▸ EXCERPT PROVIDED:
Building a Computer Vision Plugin for Unity with ONNX Runtime
- Introduction
- Creating a Dynamic-Link Library Project
- Configuring the Release Build
- Installing ONNX Runtime via NuGet
- Including the ONNX Runtime Header Files
- Preparing Functions for Export and Preventing Name Mangling
- Declaring Global Variables
- Defining Utility Functions
- Loading a Model
- Performing Inference
- Building the Project
- Conclusion
Introduction
In this tutorial, we’ll create a native plugin for the Unity game engine that leverages ONNX Runtime for computer vision tasks. ONNX (Open Neural Network Exchange) Runtime is a high-performance, cross-platform engine that allows developers to run standardized machine learning models. Leveraging ONNX Runtime for computer vision in Unity applications will unlock many potential applications for users and developers.
I’ll guide you step-by-step, from setting up a Visual Studio environment to compiling the project as a DLL. In a follow-up post, we’ll implement a simple Unity scene where we will use our plugin to perform object detection with a YOLOX model. The sample Unity project is available on GitHub at the link below:
By the end of this tutorial, you’ll have a plugin for using ONNX Runtime to run a wide range of computer vision models in Unity projects.

▸ PROMPT:
In the Unity plugin tutorial, which model will the follow-up post use with the plugin for object detection? Please answer briefly. The listing that comes next plays no part in this.

▸ PROVIDED MATERIAL:
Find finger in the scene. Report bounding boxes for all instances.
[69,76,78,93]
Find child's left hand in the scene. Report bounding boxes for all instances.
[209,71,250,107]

▸ WORKED SOLUTION:
A YOLOX model.